### SET PROBLEM
Rewrite the data below with every instance of "surveillance image" replaced by "camera image" and nothing else altered. Omit the pictures from your answer.
*****
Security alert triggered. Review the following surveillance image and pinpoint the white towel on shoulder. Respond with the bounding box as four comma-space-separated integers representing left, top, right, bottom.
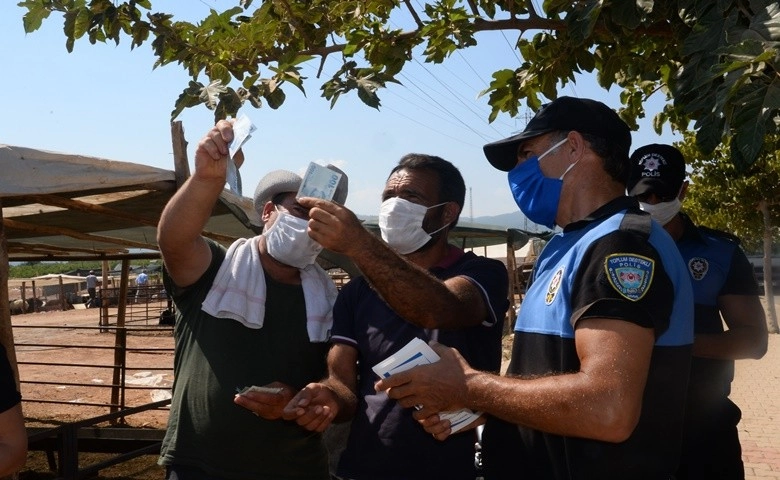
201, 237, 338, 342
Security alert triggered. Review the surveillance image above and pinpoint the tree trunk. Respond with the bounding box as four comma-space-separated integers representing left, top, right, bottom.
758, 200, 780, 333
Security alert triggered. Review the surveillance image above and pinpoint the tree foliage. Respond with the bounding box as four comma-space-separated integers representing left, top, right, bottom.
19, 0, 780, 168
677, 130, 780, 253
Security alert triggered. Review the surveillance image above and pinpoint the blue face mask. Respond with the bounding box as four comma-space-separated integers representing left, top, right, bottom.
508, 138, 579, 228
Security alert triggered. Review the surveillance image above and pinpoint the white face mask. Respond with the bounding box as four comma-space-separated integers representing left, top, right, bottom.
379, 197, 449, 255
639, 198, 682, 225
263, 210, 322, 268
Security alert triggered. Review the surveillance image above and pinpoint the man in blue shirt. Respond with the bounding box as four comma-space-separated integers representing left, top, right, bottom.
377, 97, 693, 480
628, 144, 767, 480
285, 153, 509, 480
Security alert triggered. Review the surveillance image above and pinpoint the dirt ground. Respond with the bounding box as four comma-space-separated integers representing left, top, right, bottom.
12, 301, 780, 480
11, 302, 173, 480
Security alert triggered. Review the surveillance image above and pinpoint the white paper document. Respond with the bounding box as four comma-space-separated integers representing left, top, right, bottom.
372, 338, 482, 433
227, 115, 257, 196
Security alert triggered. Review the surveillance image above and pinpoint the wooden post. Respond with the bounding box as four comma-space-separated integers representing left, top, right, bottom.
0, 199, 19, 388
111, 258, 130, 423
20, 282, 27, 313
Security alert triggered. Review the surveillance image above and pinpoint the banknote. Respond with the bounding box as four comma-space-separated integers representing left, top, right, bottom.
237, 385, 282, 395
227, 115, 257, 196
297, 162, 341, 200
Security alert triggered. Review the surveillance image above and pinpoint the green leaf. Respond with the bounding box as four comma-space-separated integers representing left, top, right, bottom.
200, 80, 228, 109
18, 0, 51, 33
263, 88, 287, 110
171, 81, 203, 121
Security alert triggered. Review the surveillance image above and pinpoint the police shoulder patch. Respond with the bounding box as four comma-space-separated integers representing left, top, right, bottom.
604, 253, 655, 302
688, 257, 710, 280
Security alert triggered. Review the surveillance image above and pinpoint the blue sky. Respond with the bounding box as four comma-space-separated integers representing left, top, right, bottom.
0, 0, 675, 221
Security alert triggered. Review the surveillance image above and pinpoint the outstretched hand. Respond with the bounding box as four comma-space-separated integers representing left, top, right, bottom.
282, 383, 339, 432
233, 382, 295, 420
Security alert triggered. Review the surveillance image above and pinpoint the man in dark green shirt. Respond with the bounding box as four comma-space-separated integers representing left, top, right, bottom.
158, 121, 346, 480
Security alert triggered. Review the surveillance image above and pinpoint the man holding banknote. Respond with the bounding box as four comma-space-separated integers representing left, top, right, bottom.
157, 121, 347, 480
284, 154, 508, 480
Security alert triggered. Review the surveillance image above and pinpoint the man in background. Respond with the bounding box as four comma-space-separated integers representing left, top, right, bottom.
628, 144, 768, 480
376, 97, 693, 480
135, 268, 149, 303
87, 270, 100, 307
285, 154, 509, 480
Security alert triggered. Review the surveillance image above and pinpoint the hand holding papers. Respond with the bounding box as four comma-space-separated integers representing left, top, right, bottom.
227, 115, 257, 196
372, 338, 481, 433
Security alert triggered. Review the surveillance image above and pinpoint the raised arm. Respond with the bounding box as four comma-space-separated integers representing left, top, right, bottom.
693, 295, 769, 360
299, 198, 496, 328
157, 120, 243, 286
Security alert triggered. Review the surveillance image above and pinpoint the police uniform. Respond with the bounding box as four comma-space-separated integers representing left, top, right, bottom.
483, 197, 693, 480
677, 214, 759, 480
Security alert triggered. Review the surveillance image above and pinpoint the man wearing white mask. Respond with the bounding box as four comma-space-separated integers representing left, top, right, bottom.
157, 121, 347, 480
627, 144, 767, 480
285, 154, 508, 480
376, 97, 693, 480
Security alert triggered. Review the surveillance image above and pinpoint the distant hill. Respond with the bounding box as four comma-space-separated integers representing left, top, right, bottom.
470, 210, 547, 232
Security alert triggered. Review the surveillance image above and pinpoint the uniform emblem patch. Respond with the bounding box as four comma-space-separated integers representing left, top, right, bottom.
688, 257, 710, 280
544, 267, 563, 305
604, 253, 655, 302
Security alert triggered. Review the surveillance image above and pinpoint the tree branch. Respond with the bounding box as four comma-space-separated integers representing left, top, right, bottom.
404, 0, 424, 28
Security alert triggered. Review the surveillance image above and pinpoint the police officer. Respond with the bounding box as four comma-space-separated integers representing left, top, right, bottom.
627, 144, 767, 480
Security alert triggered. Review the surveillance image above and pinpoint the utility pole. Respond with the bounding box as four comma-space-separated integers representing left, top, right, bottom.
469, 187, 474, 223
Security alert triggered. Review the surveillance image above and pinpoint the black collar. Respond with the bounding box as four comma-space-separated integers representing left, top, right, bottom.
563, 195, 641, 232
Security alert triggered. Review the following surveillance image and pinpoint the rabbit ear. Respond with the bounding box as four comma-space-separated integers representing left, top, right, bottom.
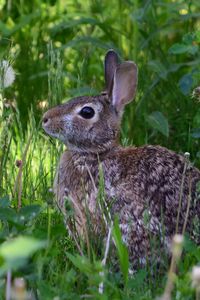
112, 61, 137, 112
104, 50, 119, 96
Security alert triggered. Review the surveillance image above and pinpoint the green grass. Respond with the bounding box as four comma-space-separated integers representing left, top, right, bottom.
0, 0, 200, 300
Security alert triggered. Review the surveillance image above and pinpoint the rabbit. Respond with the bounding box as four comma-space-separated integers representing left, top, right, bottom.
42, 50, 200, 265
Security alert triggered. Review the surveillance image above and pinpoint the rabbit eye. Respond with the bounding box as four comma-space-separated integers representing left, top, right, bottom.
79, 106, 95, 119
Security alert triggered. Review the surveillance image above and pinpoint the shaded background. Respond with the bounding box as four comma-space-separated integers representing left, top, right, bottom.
*****
### TASK RESPONSE
Security alert triggered. Review the following camera image and pinpoint the white towel on shoulder. Respond with the bounding box as four comma-space-separated integers representing left, top, right, bottom.
201, 237, 338, 342
Security alert triggered. Review the camera image above and pinpoint the tree trunk. Respond with the bounding box as four comma-space-separated integers representing left, top, right, bottom.
758, 200, 780, 333
Security alert triggered. Review the camera image above and pinpoint the tree foliage. Respond with the bounding box as four comma-space-separated integers representing left, top, right, bottom.
19, 0, 780, 168
677, 130, 780, 253
Security alert triggered. Review the camera image above and pinpoint the blue face mask. Respond with the bounding box as four comma-space-separated integers representing left, top, right, bottom.
508, 138, 579, 228
Security alert triggered. Review the camera image above and pinpoint the white face mask. Respond with the bounding box as four comma-space-separated integers representing left, top, right, bottom.
379, 197, 449, 255
639, 198, 682, 225
263, 210, 322, 268
Security alert triggered. Review the camera image above and pinpoint the man in blue shirt. Respond with the bounding box as four comma-space-separated integers representing left, top, right, bottom.
377, 97, 693, 480
628, 144, 767, 480
285, 153, 509, 480
Security alert triggered. Review the camera image above and pinpoint the dirt ground. Respond with the bounding box as four comma-space-separated integers representing left, top, right, bottom.
12, 301, 780, 480
11, 302, 173, 480
Security alert triggered. Review the camera image above and pinpoint the white paper document. Respond with the bounding box as four comma-space-separated integers representing left, top, right, bottom.
372, 338, 482, 433
227, 115, 257, 196
Security alert triggered. Review the camera image above and pinpoint the wooden post. Respond with the bounding box as four comma-space-separated integers representing left, top, right, bottom.
0, 199, 19, 388
111, 258, 130, 423
20, 282, 27, 313
Security alert triggered. Review the camera image above and pinpoint the banknote. Respond with the bounding box as four comma-space-separated integers representing left, top, right, bottom.
237, 385, 282, 395
227, 115, 257, 196
297, 162, 341, 200
Security alert triggered. Review the camera image above and pinpoint the green leaf. Respond with the bounding box as four comma-space-separated integers representing left, top, right, bottom.
200, 80, 228, 109
18, 0, 51, 33
263, 88, 287, 110
171, 81, 203, 121
Security alert triggered. Review the camera image above and pinpoint the police shoulder patch. Respond with the bounding box as four comma-space-separated integers representing left, top, right, bottom.
604, 253, 655, 302
688, 257, 710, 280
Security alert triggered. Review the camera image above and pinpoint the blue sky. Respond with the bounding box as four comma-space-separated integers representing left, top, right, bottom.
0, 0, 675, 221
Security alert triggered. Review the camera image above and pinpoint the outstretched hand. Respond with the bounding box as four comma-space-separated integers representing left, top, right, bottom.
282, 383, 339, 432
233, 382, 295, 420
Security alert triggered. Review the camera image above and pinpoint the man in dark green shirt. Respond with the bounding box as four comma-space-separated integers representing left, top, right, bottom.
158, 121, 346, 480
Security alert triggered. Review the camera image above and pinpoint the man holding banknote. Respond with the bounding box as four comma-space-separated integers representing left, top, right, bottom.
157, 121, 347, 480
284, 154, 508, 480
Security alert triggered. Review the camera image above and pinpoint the man in background. Respond with the bounding box as four comma-space-separated integers representing left, top, right, bottom.
628, 144, 768, 480
376, 97, 693, 480
135, 268, 149, 303
87, 270, 100, 307
285, 154, 509, 480
Security alert triggered. Review the camera image above and pinpoint the hand holding papers. Respond with the bounding box as four comma-space-separated integers representing left, top, right, bottom.
227, 115, 257, 196
372, 338, 481, 433
Security alert triggered. Review the camera image above and pinpoint the raised arm. Respond with the bounding box as four comma-space-separated integers representing left, top, right, bottom.
693, 295, 769, 360
299, 198, 496, 328
157, 120, 243, 286
Security alert triggered. Review the camera image above and pinpoint the police uniform. Respond with the bounding box as four comma-space-separated integers representing left, top, right, bottom.
483, 197, 693, 480
677, 214, 759, 480
Security alert triggered. Review the camera image above and pinpoint the man wearing white mask. Respond with the bounding box as four comma-space-separated integers representing left, top, right, bottom.
157, 121, 347, 480
627, 144, 767, 480
285, 154, 508, 480
376, 97, 693, 480
Security alert triggered. Review the camera image above and pinpoint the distant hill. Respond with the bounding box as four comma-space-separated integers representing left, top, right, bottom.
470, 210, 547, 232
Security alert triggered. Review the camera image above and pinpoint the uniform emblem patch. Respond with the bounding box as four comma-space-separated integers representing left, top, right, bottom.
688, 257, 710, 280
544, 267, 563, 305
604, 253, 655, 302
Security alert triggered. Review the camera image above and pinpoint the tree branch. Respond with the bounding box as four comma-space-separated integers representing left, top, right, bottom.
404, 0, 424, 28
Security alert triggered. Review the camera image above and pinpoint the police officer. Respond with the bounding box as four comma-space-separated integers representing left, top, right, bottom.
627, 144, 767, 480
Security alert triggered. Review the camera image above and pinpoint the utility pole. Respond with the bounding box as four comma-space-separated integers representing left, top, right, bottom.
469, 187, 474, 223
Security alert triggered. Review the camera image above and pinpoint the black collar. Respond with the bounding box as four comma-space-separated integers representing left, top, right, bottom.
563, 195, 641, 232
Security alert triggered. Review the following camera image and pinpoint the rabbit ear. Respond with the bounding box as four comma-space-separated integers representing left, top, right, bottom.
112, 61, 137, 112
104, 50, 119, 96
Security alert triggered. Review the camera image above and pinpoint the green grass. Respond with the bounding box as four comma-space-separated integers representing left, top, right, bottom.
0, 0, 200, 300
Security alert triggered. Review the camera image above and pinpoint the rabbit. Respond with the bounding box as four comma-space-separated integers representing left, top, right, bottom.
42, 50, 200, 265
Security alert triggered. Review the camera image above and pinpoint the rabbit eye. Respond with the bounding box as four comma-space-separated integers representing left, top, right, bottom.
79, 106, 95, 119
Security alert triggered. Review the camera image above and pinpoint the shaded background. Respond with the bounding box as four comma-space-separated integers representing left, top, right, bottom.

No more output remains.